Document text -
------------------------------------------------------------

St George’s maintains requires improvement rating by CQC, and recommends Trust be taken out of quality special measures
- Trust commended for ‘significant improvement’ by the CQC
- CQC recommends Trust be taken out of special measures for quality of services
- Services for children and young people rated outstanding
St George’s University Hospitals NHS Foundation Trust has been rated requires improvement by the Care Quality Commission, and commended for ‘significant improvement’ following an inspection in July this year.
The Care Quality Commission (CQC) has also recommended that the Trust be taken out of special measures for the quality of services it provides – a big and positive step forward for St George’s.
Both St George’s and Queen Mary’s Hospitals received individual requires improvement ratings, as per the CQC’s previous inspection.
The Trust overall was rated requires improvement in the CQC’s safe, effective, responsive and well-led domains. The Trust was rated good for being caring.
‘Outstanding services for children and young people’
St George’s services for children and young people were rated outstanding overall – which is huge credit to the staff involved in delivering these key services.
The CQC cited many examples of outstanding practice for children and young people, including emergency asthma bags for local schools, weekly meetings for parents on the hospital’s neonatal unit at St George’s, as well as pagers for parents so staff can easily contact them once their children are out of surgery.

------------------------------------------------------------

Given information -
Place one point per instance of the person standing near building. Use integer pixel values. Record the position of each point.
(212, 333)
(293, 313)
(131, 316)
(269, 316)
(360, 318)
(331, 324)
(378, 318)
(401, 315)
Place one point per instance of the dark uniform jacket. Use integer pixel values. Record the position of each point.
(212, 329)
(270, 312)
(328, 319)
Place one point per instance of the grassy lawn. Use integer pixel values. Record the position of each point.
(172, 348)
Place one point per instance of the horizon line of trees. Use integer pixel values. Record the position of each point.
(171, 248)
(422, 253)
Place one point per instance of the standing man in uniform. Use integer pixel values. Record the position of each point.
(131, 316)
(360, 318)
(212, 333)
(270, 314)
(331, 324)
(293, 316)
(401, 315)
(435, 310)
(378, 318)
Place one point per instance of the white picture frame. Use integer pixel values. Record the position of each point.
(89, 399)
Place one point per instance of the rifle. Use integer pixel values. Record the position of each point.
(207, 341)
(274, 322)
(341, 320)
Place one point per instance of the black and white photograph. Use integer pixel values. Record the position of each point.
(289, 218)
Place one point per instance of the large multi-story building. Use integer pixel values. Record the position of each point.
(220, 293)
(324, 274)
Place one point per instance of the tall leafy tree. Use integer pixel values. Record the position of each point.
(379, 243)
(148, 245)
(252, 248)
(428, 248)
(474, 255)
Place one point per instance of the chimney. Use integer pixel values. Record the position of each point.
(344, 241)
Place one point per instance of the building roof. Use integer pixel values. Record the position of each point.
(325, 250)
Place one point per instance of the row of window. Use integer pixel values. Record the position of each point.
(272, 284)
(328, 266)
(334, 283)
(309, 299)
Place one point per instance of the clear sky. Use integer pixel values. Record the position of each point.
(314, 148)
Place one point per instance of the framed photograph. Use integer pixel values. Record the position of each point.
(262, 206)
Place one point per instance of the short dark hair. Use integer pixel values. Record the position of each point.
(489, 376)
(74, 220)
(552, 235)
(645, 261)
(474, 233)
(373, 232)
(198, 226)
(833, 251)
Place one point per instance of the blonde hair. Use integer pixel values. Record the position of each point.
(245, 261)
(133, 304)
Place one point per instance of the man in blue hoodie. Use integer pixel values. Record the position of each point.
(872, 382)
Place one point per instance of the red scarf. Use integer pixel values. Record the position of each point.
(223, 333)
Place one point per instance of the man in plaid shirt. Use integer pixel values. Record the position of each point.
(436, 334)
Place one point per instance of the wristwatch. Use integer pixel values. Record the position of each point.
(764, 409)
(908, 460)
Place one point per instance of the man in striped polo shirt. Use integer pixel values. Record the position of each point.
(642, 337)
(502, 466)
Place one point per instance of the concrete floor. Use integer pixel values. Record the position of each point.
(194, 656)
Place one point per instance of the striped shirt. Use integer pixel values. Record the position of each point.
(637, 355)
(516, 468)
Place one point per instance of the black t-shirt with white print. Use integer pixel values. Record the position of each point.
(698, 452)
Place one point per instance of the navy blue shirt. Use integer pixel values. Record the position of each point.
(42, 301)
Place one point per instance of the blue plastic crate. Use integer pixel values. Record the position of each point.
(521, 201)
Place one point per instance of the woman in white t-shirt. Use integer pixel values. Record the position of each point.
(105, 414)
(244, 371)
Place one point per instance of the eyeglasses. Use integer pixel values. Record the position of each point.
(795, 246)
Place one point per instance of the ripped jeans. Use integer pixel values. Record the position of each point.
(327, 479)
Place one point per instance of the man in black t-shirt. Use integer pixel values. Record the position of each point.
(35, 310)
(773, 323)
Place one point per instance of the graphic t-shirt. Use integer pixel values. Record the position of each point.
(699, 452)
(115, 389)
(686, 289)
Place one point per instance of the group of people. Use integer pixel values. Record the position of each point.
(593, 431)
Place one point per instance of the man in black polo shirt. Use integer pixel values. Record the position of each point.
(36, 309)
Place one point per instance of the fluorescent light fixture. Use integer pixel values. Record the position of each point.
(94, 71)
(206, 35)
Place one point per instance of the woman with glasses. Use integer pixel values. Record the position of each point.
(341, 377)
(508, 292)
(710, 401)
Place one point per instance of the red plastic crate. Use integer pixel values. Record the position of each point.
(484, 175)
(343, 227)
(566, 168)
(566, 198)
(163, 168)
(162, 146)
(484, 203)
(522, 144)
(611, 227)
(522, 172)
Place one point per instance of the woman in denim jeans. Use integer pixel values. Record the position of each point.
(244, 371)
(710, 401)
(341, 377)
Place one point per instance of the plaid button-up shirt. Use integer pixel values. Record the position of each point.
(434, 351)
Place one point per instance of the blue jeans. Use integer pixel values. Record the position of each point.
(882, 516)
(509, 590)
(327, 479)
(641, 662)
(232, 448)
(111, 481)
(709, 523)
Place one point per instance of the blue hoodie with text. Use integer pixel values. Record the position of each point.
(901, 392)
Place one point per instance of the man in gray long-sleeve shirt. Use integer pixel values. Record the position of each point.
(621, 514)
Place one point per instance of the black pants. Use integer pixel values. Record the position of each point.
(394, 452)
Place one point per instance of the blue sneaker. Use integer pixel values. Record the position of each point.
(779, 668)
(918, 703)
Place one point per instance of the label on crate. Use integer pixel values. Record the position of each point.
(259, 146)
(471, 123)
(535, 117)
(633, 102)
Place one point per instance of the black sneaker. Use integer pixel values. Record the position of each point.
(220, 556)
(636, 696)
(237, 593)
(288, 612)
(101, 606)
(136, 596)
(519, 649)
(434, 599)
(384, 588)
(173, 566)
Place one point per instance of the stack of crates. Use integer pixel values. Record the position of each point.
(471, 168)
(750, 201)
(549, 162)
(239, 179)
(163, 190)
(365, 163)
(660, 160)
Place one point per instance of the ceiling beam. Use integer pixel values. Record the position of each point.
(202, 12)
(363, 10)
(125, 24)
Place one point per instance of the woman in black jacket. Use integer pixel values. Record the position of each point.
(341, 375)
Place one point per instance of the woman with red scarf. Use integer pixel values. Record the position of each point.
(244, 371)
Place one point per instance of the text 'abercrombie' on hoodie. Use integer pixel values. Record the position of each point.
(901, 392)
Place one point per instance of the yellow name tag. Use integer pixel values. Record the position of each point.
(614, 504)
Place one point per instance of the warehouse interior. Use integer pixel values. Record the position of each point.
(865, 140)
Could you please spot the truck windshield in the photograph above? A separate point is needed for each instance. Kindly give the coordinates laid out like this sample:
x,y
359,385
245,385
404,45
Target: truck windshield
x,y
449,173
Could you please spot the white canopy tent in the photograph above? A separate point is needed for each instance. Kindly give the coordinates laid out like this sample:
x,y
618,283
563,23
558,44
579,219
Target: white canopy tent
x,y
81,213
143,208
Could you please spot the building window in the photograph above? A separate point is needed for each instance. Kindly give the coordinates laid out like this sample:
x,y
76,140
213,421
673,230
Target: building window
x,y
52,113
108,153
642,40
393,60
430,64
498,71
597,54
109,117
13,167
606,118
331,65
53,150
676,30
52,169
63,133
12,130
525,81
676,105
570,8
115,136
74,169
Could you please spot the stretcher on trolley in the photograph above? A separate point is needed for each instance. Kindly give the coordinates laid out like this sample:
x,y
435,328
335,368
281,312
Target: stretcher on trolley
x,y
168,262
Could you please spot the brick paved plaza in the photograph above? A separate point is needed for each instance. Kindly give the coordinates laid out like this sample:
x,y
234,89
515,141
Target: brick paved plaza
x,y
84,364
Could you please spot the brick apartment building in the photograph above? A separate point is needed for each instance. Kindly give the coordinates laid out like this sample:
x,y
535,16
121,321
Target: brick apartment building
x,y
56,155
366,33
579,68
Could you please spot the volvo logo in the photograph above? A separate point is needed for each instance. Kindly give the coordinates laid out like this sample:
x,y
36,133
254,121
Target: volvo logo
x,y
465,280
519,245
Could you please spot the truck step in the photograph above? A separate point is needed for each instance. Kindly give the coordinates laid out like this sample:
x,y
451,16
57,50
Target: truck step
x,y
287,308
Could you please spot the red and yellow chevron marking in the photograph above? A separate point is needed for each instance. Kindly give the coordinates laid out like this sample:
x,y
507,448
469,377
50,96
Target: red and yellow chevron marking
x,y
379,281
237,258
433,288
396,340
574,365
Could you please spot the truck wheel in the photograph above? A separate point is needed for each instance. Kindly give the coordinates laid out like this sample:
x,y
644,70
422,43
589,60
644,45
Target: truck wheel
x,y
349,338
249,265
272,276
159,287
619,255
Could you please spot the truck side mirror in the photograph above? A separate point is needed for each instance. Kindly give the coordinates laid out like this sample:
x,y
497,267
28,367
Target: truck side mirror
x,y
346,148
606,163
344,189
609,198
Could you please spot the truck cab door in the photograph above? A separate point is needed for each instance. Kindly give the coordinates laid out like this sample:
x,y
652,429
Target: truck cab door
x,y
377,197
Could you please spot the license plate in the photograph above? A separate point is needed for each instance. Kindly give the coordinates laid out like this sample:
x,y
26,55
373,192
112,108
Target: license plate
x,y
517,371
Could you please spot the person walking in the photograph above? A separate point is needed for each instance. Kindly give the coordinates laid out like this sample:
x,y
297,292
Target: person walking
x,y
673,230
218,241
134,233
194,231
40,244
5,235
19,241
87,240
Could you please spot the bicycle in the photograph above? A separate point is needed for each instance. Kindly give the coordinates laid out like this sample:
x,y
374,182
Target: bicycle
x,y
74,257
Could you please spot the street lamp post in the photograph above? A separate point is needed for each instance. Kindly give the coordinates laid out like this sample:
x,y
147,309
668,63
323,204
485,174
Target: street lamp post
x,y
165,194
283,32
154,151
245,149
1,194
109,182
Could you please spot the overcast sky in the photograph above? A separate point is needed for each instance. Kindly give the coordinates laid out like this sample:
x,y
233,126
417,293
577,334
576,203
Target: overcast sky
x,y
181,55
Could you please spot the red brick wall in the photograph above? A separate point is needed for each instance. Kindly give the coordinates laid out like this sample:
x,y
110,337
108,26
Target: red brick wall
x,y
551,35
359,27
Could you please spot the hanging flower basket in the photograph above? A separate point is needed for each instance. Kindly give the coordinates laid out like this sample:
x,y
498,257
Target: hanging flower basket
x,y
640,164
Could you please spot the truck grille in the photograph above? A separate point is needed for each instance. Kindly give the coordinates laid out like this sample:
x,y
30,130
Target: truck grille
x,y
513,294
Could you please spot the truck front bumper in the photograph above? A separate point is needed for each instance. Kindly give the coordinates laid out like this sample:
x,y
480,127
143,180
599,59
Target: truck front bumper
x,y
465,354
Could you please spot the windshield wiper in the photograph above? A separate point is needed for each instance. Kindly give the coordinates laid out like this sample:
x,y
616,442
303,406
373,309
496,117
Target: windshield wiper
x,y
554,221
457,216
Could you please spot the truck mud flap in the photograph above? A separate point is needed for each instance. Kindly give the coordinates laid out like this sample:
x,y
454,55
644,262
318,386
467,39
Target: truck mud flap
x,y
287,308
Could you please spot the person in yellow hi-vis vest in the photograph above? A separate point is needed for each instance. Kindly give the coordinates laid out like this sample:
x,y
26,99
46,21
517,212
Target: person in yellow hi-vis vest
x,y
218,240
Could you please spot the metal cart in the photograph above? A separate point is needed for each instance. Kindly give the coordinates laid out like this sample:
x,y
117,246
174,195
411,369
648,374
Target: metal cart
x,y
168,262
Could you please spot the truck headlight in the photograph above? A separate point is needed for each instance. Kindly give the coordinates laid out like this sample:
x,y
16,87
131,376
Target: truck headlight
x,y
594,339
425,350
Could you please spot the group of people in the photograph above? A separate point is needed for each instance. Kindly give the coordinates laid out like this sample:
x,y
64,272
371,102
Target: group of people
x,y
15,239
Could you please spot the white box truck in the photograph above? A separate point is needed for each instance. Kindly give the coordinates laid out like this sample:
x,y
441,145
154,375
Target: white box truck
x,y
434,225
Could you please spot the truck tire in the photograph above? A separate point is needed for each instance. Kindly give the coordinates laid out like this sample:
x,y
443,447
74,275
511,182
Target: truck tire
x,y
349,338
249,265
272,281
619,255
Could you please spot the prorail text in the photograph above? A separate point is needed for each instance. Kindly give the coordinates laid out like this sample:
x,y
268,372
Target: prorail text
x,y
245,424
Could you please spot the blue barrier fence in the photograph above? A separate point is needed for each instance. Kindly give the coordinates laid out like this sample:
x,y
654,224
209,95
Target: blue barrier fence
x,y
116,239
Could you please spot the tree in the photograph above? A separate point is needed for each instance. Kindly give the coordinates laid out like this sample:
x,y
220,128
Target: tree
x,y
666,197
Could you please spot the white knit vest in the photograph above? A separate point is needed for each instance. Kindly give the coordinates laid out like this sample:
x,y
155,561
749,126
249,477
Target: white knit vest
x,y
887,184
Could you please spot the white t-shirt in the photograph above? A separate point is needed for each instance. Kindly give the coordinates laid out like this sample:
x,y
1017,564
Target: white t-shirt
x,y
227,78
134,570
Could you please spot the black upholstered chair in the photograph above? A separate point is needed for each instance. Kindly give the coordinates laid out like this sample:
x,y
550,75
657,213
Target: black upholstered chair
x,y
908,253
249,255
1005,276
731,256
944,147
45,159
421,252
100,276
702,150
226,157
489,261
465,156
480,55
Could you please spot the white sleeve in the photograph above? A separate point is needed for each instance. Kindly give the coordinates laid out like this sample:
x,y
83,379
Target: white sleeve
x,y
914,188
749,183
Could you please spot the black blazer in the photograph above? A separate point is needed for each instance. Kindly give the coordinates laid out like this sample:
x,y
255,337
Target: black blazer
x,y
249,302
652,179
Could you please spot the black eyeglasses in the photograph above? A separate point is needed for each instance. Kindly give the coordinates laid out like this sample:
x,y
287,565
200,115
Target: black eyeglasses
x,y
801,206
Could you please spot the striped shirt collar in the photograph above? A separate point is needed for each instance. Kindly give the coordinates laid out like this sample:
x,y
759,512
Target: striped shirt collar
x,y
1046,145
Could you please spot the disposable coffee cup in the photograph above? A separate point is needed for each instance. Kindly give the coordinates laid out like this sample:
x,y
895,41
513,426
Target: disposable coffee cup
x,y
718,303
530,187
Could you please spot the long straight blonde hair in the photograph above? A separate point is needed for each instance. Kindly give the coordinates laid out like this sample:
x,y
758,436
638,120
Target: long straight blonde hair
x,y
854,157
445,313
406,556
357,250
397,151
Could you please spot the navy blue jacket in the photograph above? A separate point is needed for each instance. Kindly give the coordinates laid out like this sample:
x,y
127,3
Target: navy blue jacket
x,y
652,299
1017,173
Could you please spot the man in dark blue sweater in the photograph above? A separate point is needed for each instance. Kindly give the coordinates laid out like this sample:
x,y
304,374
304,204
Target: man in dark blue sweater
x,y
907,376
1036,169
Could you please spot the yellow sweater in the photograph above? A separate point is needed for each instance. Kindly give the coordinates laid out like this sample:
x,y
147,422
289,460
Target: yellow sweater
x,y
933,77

------------------------------------------------------------

Work to complete -
**1)** In the text about St George's CQC rating, which domain was the Trust rated good in?
**2)** Using the text about St George's CQC rating, explain why pagers were given to parents.
The lines above play no part in this work.

Written responses -
**1)** The Trust was rated good for being caring.

**2)** Parents were given pagers so that staff can easily contact them once their children are out of surgery. The CQC cited this as an example of outstanding practice for children and young people.